→ **Written request**
Return every line in the records that contains the word "shirt".

--- START ---

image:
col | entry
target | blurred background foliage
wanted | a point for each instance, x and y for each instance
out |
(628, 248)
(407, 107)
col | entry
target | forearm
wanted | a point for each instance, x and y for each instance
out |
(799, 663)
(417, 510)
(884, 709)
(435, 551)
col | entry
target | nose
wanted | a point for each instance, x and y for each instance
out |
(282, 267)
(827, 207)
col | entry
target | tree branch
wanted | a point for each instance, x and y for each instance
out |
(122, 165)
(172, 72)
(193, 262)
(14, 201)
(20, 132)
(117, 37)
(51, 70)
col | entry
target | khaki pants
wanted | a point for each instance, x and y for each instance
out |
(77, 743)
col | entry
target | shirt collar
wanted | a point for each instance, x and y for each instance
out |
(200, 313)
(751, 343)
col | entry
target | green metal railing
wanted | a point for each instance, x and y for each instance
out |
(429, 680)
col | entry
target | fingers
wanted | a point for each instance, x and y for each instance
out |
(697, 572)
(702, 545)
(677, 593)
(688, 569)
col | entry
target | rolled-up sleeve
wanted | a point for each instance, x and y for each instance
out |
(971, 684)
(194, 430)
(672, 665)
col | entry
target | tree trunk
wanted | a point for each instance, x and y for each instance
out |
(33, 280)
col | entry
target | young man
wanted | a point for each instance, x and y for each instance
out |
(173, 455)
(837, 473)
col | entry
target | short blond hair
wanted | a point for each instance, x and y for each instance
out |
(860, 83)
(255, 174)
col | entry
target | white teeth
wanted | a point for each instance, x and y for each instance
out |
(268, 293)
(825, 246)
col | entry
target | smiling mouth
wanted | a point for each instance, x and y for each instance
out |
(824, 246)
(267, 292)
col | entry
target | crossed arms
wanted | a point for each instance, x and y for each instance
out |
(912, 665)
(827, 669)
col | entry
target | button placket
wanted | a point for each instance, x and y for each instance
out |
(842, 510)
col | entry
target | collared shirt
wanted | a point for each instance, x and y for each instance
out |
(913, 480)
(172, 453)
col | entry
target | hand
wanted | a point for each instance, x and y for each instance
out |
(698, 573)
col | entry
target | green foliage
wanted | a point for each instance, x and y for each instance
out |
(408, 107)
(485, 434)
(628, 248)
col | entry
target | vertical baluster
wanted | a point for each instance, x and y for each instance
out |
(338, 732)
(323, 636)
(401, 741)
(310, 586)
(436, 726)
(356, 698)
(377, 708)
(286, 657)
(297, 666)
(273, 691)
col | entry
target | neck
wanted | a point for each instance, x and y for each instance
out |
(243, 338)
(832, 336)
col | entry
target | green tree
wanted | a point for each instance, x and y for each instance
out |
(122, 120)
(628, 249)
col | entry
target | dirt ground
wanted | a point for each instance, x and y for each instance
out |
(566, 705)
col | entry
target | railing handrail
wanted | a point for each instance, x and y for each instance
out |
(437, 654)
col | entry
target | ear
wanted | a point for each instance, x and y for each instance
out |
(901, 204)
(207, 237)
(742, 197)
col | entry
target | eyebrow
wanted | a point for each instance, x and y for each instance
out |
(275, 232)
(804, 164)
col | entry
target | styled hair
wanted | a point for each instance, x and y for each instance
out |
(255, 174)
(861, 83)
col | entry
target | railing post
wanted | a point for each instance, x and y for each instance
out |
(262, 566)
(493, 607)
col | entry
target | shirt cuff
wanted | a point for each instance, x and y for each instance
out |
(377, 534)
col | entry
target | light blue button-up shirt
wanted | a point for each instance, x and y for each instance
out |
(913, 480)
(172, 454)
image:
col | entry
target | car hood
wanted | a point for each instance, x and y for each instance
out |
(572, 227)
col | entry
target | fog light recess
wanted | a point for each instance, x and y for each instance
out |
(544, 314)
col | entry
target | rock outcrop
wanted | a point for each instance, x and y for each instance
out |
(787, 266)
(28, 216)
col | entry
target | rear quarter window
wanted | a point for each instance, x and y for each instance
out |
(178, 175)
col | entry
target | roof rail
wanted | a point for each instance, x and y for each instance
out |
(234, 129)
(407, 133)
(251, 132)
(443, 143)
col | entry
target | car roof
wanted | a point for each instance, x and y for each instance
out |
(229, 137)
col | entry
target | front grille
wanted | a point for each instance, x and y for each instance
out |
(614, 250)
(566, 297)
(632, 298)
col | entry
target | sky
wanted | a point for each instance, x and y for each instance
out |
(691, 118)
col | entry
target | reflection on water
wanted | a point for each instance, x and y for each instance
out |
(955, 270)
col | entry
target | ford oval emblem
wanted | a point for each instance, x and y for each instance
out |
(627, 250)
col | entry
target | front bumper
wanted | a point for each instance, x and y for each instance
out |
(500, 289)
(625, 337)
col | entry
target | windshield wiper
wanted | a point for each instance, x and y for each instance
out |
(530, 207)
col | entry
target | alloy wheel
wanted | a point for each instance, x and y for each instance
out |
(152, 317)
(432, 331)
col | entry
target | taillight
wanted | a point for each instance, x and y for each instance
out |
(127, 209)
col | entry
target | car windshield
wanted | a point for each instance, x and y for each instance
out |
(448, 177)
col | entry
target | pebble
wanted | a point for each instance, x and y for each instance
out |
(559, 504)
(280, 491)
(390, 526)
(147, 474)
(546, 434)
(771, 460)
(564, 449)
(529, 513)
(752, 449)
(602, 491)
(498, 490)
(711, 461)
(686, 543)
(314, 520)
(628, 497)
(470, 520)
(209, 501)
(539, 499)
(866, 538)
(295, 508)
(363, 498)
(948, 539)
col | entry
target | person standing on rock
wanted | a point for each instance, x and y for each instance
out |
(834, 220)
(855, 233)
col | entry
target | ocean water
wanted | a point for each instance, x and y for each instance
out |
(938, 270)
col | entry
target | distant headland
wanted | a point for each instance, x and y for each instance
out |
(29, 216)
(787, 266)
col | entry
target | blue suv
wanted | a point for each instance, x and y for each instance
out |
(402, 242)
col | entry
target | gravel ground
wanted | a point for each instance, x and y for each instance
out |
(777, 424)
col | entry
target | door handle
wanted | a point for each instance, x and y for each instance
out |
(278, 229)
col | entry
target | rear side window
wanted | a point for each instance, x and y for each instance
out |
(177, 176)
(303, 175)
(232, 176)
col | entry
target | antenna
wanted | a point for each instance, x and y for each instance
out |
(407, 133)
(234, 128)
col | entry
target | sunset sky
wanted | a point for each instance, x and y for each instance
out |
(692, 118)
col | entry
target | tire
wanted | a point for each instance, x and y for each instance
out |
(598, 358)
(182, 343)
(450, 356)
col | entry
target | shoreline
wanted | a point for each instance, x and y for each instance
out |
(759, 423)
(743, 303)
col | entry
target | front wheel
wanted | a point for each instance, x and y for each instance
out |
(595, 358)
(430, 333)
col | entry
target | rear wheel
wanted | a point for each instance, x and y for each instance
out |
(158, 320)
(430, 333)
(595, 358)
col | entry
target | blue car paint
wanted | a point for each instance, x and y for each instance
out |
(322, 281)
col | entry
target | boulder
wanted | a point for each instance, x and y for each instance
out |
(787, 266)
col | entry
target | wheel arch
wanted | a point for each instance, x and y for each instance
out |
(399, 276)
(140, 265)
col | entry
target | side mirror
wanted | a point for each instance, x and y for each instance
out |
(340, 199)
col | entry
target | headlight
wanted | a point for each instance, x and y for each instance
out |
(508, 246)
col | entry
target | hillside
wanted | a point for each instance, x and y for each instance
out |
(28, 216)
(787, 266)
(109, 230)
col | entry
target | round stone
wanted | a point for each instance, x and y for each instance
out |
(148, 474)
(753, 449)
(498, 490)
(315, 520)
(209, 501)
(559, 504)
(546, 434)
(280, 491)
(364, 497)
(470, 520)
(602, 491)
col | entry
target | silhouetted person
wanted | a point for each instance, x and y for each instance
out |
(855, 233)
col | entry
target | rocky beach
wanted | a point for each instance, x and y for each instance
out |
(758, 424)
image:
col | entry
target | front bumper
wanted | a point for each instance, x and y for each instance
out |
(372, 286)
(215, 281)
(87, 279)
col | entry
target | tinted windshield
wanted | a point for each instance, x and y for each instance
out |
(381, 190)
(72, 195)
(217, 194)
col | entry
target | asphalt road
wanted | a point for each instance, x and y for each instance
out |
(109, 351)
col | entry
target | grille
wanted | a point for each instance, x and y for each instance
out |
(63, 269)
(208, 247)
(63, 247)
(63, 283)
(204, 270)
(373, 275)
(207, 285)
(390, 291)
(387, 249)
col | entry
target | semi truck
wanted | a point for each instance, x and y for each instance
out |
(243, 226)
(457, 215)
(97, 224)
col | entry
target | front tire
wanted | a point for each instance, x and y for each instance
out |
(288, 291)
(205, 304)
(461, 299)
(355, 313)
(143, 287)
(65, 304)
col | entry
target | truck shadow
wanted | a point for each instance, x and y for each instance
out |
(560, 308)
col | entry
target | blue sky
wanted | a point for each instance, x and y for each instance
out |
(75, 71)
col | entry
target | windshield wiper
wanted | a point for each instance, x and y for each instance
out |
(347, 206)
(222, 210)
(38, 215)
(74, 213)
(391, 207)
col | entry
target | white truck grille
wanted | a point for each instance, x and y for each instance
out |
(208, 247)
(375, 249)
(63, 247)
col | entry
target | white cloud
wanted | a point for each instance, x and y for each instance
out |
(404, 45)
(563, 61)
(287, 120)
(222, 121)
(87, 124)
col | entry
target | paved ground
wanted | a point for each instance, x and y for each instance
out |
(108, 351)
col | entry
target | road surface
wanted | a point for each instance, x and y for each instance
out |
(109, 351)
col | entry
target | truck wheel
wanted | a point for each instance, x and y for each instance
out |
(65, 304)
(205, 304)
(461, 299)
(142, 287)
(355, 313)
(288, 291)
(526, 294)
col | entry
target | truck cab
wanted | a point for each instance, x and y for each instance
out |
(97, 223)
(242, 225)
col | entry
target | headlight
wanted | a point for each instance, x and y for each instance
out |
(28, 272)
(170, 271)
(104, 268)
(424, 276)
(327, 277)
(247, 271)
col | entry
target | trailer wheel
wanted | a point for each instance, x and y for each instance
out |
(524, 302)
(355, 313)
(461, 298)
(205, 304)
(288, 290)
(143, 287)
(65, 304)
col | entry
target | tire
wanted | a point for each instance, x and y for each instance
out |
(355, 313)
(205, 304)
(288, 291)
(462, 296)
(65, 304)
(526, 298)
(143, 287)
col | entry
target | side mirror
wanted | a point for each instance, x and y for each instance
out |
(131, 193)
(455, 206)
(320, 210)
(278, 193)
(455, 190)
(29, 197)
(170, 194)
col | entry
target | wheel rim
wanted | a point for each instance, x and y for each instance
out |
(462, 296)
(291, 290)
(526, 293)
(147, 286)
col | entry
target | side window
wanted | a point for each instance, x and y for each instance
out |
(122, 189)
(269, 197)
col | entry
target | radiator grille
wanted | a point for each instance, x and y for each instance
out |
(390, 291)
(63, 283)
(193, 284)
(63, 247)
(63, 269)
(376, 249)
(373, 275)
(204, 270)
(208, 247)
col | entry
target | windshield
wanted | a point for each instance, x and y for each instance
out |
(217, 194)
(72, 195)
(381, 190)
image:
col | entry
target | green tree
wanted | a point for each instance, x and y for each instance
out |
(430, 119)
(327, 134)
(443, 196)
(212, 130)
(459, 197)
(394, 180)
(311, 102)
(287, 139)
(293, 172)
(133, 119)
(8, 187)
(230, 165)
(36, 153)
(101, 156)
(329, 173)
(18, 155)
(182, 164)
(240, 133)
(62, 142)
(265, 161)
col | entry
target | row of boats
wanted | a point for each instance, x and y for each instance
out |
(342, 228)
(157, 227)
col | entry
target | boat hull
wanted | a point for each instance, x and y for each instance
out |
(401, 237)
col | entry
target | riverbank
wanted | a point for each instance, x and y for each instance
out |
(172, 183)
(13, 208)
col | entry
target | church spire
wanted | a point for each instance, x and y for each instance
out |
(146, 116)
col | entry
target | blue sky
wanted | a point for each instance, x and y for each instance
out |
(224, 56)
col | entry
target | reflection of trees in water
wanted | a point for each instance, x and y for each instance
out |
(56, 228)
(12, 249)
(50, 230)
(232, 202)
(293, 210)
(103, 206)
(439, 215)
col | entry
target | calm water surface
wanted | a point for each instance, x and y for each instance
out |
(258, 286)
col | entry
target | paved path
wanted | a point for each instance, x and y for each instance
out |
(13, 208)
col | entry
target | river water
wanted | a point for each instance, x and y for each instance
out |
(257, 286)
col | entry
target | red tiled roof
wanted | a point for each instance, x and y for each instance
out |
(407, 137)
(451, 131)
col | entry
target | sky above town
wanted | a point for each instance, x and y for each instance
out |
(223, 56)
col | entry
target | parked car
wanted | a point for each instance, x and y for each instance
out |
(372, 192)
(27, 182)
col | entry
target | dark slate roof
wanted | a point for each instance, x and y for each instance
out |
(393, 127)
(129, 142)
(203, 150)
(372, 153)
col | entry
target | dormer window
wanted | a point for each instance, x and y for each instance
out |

--- END ---

→ **Correct output**
target | shirt collar
target | collared shirt
target | shirt cuff
target | light blue button-up shirt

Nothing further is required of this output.